■ **TRY IT**: The output is to match the entries below character for character.

(Beginning of STORED DATA)

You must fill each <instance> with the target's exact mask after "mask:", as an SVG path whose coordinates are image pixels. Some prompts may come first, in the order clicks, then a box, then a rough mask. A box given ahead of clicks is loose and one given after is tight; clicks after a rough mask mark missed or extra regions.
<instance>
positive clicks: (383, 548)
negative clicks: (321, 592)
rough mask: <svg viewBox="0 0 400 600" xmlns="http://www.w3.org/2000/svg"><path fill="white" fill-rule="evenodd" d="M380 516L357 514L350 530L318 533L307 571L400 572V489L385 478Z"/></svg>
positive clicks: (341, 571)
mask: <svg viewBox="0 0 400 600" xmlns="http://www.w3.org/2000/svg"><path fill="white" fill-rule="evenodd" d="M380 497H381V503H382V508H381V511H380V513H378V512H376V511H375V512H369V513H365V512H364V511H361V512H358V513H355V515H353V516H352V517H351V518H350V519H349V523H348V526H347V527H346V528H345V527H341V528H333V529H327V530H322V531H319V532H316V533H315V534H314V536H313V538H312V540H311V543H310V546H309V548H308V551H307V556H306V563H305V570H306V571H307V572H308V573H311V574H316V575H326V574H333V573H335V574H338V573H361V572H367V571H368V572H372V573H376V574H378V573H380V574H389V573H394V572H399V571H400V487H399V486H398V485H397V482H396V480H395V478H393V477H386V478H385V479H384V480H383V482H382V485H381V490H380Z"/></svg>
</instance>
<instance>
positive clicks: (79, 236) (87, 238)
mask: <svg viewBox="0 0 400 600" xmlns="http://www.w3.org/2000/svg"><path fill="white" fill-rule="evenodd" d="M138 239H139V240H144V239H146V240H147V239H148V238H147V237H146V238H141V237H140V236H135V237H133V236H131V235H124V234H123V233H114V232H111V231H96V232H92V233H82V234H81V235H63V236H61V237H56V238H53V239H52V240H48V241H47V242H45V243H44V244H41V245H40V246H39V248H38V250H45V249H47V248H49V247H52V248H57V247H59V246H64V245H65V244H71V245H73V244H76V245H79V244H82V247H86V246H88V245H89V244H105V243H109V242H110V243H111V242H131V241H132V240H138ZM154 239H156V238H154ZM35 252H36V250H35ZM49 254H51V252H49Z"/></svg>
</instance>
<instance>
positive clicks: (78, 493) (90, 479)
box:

(End of STORED DATA)

■ **SOLUTION FOR THIS EXERCISE**:
You must fill each <instance> with the target's exact mask after "mask:", as an SVG path whose coordinates are image pixels. Some prompts may come first, in the order clicks, then a box, then a rough mask. A box given ahead of clicks is loose and one given after is tight; clicks after a rough mask mark missed or extra regions.
<instance>
positive clicks: (383, 548)
negative clicks: (321, 592)
rough mask: <svg viewBox="0 0 400 600" xmlns="http://www.w3.org/2000/svg"><path fill="white" fill-rule="evenodd" d="M380 516L357 514L350 530L318 533L307 571L400 572V489L385 478Z"/></svg>
positive clicks: (341, 571)
mask: <svg viewBox="0 0 400 600" xmlns="http://www.w3.org/2000/svg"><path fill="white" fill-rule="evenodd" d="M380 497H381V503H382V508H381V511H380V513H378V512H376V511H375V512H369V513H365V512H364V511H361V512H358V513H355V515H353V516H352V517H351V518H350V519H349V523H348V526H347V527H346V528H345V527H341V528H333V529H327V530H322V531H319V532H316V533H315V534H314V536H313V538H312V540H311V543H310V546H309V548H308V551H307V556H306V563H305V570H306V571H307V572H308V573H311V574H316V575H326V574H333V573H335V574H338V573H361V572H367V571H368V572H372V573H376V574H378V573H380V574H389V573H394V572H399V571H400V487H399V486H398V485H397V482H396V480H395V478H393V477H386V478H385V479H384V480H383V482H382V485H381V490H380Z"/></svg>
</instance>
<instance>
positive clicks: (79, 236) (87, 238)
mask: <svg viewBox="0 0 400 600" xmlns="http://www.w3.org/2000/svg"><path fill="white" fill-rule="evenodd" d="M138 239H139V240H144V239H146V240H147V239H148V238H147V237H146V238H141V237H140V236H135V237H133V236H131V235H124V234H123V233H114V232H111V231H96V232H92V233H82V234H81V235H63V236H61V237H56V238H53V239H52V240H48V241H47V242H45V243H44V244H41V245H40V246H39V248H38V250H45V249H47V248H49V247H52V248H57V247H59V246H64V245H65V244H71V245H73V244H76V245H79V244H82V247H86V246H88V245H89V244H105V243H109V242H110V243H111V242H131V241H132V240H138ZM154 239H156V238H154ZM35 252H36V250H35ZM49 254H51V252H49Z"/></svg>
</instance>
<instance>
positive clicks: (78, 493) (90, 479)
box:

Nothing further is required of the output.